Given instruction:
Please count how many of the lines below contain the string "door", with case counting, and reply with the number alone.

— START Dataset rows —

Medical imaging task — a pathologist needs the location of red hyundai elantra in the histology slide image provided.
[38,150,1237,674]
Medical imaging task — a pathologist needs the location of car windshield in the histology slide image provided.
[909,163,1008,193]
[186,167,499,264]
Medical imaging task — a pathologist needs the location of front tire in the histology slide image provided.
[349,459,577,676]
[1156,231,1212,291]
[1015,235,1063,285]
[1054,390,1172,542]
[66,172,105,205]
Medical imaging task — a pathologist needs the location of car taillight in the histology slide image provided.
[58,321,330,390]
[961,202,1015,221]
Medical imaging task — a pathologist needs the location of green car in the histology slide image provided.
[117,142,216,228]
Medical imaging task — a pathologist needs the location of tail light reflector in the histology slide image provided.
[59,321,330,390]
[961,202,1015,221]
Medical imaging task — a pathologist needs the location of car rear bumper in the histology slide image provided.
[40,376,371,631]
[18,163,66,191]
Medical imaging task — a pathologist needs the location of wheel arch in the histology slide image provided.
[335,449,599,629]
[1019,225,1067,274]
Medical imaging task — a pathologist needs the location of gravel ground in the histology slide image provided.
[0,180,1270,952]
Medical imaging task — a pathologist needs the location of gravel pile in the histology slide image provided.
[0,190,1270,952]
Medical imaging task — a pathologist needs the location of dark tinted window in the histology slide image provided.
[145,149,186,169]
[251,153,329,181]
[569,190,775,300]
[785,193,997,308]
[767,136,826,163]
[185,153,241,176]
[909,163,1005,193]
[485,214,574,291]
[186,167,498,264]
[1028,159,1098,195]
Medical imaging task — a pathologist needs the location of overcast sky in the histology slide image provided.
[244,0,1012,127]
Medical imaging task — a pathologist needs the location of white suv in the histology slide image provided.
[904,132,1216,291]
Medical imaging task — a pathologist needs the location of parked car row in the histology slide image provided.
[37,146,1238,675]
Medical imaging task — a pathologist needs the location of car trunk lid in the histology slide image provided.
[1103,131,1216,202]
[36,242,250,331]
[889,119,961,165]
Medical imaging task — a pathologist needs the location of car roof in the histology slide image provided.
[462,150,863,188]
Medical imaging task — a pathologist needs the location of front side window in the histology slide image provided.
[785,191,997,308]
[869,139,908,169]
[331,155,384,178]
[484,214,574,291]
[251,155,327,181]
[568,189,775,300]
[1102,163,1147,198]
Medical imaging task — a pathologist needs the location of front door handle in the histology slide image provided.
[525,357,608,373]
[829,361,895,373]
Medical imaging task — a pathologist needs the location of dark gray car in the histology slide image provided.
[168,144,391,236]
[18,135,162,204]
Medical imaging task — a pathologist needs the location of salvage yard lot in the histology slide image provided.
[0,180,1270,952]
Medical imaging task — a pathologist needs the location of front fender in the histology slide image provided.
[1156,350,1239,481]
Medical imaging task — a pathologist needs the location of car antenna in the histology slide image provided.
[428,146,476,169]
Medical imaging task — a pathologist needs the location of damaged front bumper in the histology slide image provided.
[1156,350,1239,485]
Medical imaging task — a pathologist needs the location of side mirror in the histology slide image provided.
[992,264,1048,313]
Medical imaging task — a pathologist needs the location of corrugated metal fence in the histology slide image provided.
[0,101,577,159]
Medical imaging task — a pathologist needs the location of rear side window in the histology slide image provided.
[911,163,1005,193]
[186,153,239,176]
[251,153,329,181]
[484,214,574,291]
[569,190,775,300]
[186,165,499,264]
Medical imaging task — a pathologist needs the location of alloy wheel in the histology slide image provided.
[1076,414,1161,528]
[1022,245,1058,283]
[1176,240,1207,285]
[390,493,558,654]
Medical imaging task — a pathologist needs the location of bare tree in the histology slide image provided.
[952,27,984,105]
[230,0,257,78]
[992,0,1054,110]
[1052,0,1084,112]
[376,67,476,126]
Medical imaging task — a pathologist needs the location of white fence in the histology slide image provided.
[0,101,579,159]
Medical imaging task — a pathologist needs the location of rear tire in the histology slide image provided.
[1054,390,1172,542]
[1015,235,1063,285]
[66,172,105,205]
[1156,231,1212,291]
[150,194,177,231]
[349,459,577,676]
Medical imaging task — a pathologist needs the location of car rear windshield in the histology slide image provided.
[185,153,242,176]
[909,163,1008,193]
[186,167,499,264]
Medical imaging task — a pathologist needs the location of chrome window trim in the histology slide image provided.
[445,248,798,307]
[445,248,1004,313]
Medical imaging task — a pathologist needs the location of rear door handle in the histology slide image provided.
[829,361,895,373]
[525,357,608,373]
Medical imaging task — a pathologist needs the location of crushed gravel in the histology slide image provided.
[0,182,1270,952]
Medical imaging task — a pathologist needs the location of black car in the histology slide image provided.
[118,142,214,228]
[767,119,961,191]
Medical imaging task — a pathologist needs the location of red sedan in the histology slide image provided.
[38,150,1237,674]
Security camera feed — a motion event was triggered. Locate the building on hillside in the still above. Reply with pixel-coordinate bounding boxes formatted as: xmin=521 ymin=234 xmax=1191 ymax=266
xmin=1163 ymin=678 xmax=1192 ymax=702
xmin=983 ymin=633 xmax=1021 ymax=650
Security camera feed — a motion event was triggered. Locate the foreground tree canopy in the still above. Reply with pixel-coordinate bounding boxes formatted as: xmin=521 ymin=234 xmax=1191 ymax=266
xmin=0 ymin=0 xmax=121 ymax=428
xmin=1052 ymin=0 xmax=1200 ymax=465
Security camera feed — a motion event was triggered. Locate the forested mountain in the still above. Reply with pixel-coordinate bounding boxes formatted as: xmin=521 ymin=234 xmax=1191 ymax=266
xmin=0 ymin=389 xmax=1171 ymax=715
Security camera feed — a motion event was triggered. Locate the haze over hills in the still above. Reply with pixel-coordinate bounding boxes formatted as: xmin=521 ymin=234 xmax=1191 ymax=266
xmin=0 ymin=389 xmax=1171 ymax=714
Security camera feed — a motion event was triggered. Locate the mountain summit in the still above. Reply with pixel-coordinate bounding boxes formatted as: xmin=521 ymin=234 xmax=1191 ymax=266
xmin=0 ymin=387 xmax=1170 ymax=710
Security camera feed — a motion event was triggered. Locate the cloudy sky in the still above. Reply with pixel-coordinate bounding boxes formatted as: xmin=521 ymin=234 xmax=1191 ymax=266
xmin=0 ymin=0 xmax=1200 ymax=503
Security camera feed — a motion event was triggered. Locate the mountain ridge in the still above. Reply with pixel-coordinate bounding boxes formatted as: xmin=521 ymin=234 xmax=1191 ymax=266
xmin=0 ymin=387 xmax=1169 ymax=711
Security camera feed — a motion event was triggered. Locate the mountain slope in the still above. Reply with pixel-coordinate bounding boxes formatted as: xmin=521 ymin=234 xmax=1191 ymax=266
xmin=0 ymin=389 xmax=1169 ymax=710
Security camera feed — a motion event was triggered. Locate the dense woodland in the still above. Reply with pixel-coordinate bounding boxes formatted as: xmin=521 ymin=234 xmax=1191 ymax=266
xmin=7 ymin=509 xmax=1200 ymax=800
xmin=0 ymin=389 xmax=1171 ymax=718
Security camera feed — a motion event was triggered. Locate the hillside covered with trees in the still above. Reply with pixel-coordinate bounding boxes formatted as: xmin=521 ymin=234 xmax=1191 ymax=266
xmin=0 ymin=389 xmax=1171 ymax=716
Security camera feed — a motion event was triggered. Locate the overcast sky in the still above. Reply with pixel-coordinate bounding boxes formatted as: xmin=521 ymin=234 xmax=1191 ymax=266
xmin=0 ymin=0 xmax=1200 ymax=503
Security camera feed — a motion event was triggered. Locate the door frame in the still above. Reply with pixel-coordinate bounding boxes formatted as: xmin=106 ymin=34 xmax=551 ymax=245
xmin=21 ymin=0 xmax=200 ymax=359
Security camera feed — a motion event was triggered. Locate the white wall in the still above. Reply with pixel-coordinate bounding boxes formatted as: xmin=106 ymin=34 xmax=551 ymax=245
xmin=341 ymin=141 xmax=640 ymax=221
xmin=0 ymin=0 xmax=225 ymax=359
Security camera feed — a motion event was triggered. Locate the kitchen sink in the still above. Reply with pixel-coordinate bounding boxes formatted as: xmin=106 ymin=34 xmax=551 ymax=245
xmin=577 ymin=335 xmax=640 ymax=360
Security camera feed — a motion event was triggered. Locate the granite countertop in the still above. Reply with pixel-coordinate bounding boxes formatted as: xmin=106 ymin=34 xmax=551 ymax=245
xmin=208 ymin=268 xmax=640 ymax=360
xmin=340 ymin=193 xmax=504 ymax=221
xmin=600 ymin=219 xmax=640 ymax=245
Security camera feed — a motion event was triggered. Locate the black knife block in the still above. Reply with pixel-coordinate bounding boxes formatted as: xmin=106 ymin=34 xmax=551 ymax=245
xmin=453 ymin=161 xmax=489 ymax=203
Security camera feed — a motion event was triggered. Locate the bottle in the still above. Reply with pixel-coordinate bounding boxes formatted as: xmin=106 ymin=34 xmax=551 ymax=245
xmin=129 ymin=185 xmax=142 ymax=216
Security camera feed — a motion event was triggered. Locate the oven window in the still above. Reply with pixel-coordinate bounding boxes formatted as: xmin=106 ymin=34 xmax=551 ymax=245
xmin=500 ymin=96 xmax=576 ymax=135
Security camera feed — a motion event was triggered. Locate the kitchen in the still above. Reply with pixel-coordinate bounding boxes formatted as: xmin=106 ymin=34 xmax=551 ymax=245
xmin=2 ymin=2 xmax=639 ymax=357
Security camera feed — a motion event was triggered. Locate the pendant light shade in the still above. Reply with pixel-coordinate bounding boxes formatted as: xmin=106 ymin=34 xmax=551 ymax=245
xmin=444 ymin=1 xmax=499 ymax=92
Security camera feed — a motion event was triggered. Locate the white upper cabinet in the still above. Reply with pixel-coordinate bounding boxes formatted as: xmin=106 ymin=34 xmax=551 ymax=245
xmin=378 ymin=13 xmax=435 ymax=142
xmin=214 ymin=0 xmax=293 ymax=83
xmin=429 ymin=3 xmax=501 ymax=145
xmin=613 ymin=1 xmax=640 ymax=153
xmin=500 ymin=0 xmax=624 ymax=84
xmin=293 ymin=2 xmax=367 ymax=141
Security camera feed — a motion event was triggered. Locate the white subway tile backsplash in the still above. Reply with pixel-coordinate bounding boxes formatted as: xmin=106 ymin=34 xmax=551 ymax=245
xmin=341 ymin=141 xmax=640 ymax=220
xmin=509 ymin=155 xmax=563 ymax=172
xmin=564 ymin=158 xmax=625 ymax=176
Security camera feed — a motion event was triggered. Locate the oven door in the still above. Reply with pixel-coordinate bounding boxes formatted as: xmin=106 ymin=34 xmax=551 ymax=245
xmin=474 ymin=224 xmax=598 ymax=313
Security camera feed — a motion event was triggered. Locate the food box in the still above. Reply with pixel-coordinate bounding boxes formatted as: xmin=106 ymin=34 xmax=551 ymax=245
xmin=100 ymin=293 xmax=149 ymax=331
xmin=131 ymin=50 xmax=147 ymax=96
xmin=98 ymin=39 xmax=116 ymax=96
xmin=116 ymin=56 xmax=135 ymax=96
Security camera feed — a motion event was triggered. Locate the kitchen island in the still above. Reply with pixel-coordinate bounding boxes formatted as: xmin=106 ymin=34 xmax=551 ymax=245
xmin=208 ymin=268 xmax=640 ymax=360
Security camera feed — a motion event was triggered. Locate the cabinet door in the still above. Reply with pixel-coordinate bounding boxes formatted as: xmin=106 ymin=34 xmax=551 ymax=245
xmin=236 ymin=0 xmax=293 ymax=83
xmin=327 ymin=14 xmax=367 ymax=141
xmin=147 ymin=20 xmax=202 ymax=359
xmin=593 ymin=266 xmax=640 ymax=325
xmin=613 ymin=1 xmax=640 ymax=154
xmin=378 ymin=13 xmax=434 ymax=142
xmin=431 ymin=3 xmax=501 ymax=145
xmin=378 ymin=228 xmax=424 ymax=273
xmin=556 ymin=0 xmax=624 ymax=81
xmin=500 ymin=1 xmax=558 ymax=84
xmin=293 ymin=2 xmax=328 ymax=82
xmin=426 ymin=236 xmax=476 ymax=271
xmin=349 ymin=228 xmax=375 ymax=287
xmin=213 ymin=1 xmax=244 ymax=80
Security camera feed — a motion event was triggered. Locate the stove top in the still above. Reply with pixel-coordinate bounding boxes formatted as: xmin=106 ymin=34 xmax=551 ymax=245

— END Dataset rows —

Solution for this problem:
5